(What is needed) In the article below about Claudia Díaz, retype word for word the passage that begins with "Claudia Díaz is" and ends with "and very athletic.".

(Text provided)
Claudia Díaz, an outstanding principal, is the head of Bogota’s Montessori British School, an institution with extraordinary academic results in four languages. These include Cambridge University tests’ (ours is the only school with six distinctions and the best average in the ICE), DELF’s (ours is the sole entity to put examinees forward from 1st grade), Mandarin test’s and the Saber 11 tests’ (we recently ranked 16th nationally). What is most surprising is that the students' curriculum does not focus on what they are asked about in these exams, since the school assigns an important academic weight to the arts—such as painting, dance, and music—, as well as to robotics, photography and high-definition video. In light of the above, we wanted to interview her.
Claudia Díaz is not like any other headmistress, neither in appearance nor in her way of thinking. She herself confessed to us that when she enters the United States and explains that she is the head of Montessori British School, she is always told that she does not look the part, because the stereotype that many of us hold true does not become her. She looks young, modern, and very athletic.
Asked how she has brought a school to this level so quickly, she explained: “I love what I do. For me, this is the best job in the world, because you can directly influence so many people, and it's amazing. I like my thoughts to be consistent with my actions. I like to surround myself with the best, and I carry out this policy at home and at school; here, only the most qualified people are hired, and only furnishings of the best-quality are bought. I take this enormous responsibility very seriously; that is why I keep studying, to provide the best education there is to my students.”
Claudia first graduated as an architect, and it was then when she learned about the magic of space and the close link between ambience and thought. For her, ambience is everything; that is why, when I got to visit the school, I was amazed by all that color and creativity. In this dream school, every classroom is different. This, she says, is one of the secrets of the excellent education they offer, for the constant change of your surroundings allows the brain to rest and stimulates the learning process.
Claudia has a master's degree from MIT (Massachusetts Institute of Technology), one of the universities with the most Nobel Prize winners in the world; also, a master's degree in Education from the University of Alabama. She recently graduated from Northwestern University’s Kellogg School of Management's Executive MBA program. For Claudia, everything she learns has value, and what is magical is being able to transform it so that “small” students can learn it. With all her MBA experiences, she created a program for children, from 5th grade onwards, called Junior BA, where students learn to be entrepreneurs from a very young age. She also studied Photography and High-Definition Video at the New York Academy, and this served as a platform for her to create an analogous program for the Montessori British School students—something essential today, when most messages are transmitted accordingly.

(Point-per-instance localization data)
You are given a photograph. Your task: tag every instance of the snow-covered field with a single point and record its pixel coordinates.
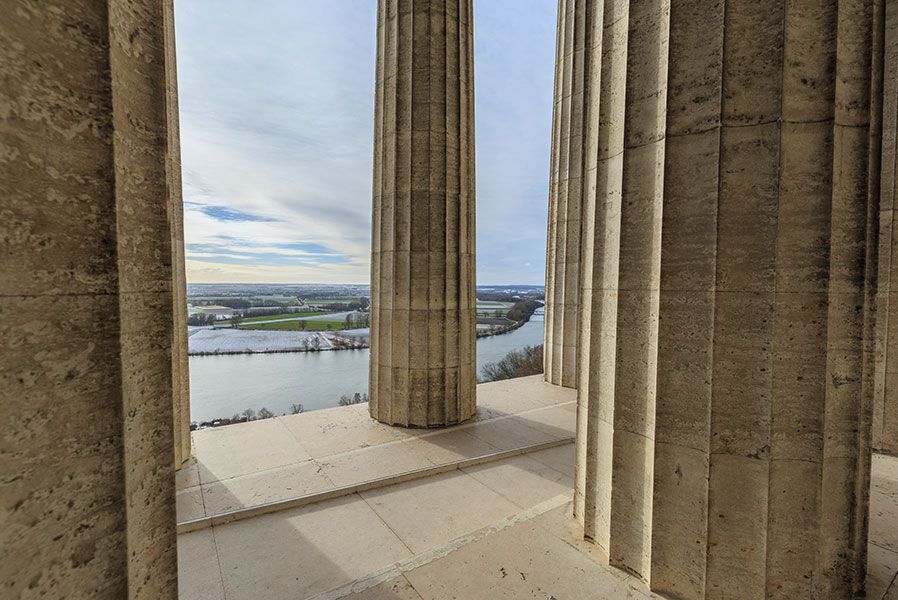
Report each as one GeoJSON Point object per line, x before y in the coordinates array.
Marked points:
{"type": "Point", "coordinates": [223, 341]}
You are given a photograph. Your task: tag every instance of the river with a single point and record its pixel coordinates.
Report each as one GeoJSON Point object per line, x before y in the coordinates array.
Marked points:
{"type": "Point", "coordinates": [221, 386]}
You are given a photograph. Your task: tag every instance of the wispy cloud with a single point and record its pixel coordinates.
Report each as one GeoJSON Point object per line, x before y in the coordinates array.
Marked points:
{"type": "Point", "coordinates": [277, 104]}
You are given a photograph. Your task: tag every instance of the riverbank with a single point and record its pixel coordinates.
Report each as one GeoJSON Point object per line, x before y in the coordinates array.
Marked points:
{"type": "Point", "coordinates": [225, 385]}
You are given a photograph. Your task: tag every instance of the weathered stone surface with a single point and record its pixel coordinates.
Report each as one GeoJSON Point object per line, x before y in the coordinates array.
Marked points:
{"type": "Point", "coordinates": [885, 404]}
{"type": "Point", "coordinates": [180, 372]}
{"type": "Point", "coordinates": [88, 507]}
{"type": "Point", "coordinates": [568, 188]}
{"type": "Point", "coordinates": [728, 275]}
{"type": "Point", "coordinates": [423, 305]}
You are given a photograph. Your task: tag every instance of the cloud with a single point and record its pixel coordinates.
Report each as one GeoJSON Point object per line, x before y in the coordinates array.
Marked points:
{"type": "Point", "coordinates": [277, 105]}
{"type": "Point", "coordinates": [223, 213]}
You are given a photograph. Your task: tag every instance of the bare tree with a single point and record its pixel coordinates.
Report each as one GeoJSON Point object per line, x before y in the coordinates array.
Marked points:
{"type": "Point", "coordinates": [517, 363]}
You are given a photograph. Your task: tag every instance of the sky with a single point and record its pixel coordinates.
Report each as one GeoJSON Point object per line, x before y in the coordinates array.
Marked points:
{"type": "Point", "coordinates": [277, 123]}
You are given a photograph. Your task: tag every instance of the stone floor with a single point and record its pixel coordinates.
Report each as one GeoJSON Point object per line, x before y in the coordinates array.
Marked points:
{"type": "Point", "coordinates": [492, 531]}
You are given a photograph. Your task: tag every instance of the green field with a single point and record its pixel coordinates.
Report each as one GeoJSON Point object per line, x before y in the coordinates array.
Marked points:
{"type": "Point", "coordinates": [341, 299]}
{"type": "Point", "coordinates": [280, 317]}
{"type": "Point", "coordinates": [310, 325]}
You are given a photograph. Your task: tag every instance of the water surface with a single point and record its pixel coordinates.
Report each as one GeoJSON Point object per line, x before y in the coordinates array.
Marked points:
{"type": "Point", "coordinates": [221, 386]}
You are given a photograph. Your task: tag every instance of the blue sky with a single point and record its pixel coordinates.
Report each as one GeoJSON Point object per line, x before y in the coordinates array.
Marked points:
{"type": "Point", "coordinates": [276, 101]}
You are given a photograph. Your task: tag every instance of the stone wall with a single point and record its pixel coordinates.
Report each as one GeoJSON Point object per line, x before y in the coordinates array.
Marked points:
{"type": "Point", "coordinates": [86, 322]}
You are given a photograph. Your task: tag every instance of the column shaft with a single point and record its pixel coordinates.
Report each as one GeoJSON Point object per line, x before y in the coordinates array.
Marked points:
{"type": "Point", "coordinates": [86, 322]}
{"type": "Point", "coordinates": [750, 297]}
{"type": "Point", "coordinates": [885, 407]}
{"type": "Point", "coordinates": [180, 365]}
{"type": "Point", "coordinates": [567, 188]}
{"type": "Point", "coordinates": [423, 354]}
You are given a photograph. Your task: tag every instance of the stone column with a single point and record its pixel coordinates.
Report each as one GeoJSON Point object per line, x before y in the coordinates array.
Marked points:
{"type": "Point", "coordinates": [566, 191]}
{"type": "Point", "coordinates": [86, 320]}
{"type": "Point", "coordinates": [744, 472]}
{"type": "Point", "coordinates": [885, 406]}
{"type": "Point", "coordinates": [423, 306]}
{"type": "Point", "coordinates": [180, 373]}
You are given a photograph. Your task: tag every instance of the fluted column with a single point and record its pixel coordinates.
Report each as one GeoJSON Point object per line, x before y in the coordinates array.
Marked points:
{"type": "Point", "coordinates": [885, 406]}
{"type": "Point", "coordinates": [180, 373]}
{"type": "Point", "coordinates": [726, 374]}
{"type": "Point", "coordinates": [423, 305]}
{"type": "Point", "coordinates": [566, 191]}
{"type": "Point", "coordinates": [86, 320]}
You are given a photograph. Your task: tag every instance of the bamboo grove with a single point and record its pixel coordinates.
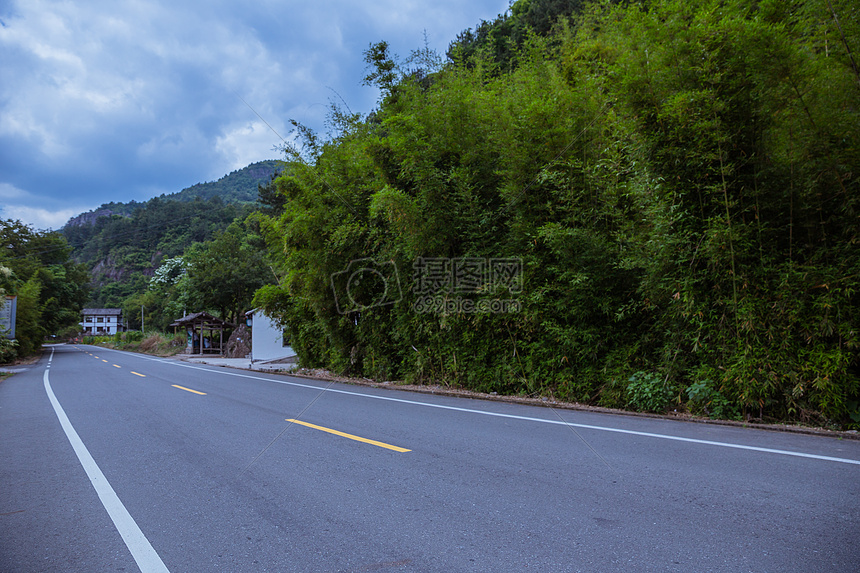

(Your solution)
Claudia Díaz is not like any other headmistress, neither in appearance nor in her way of thinking. She herself confessed to us that when she enters the United States and explains that she is the head of Montessori British School, she is always told that she does not look the part, because the stereotype that many of us hold true does not become her. She looks young, modern, and very athletic.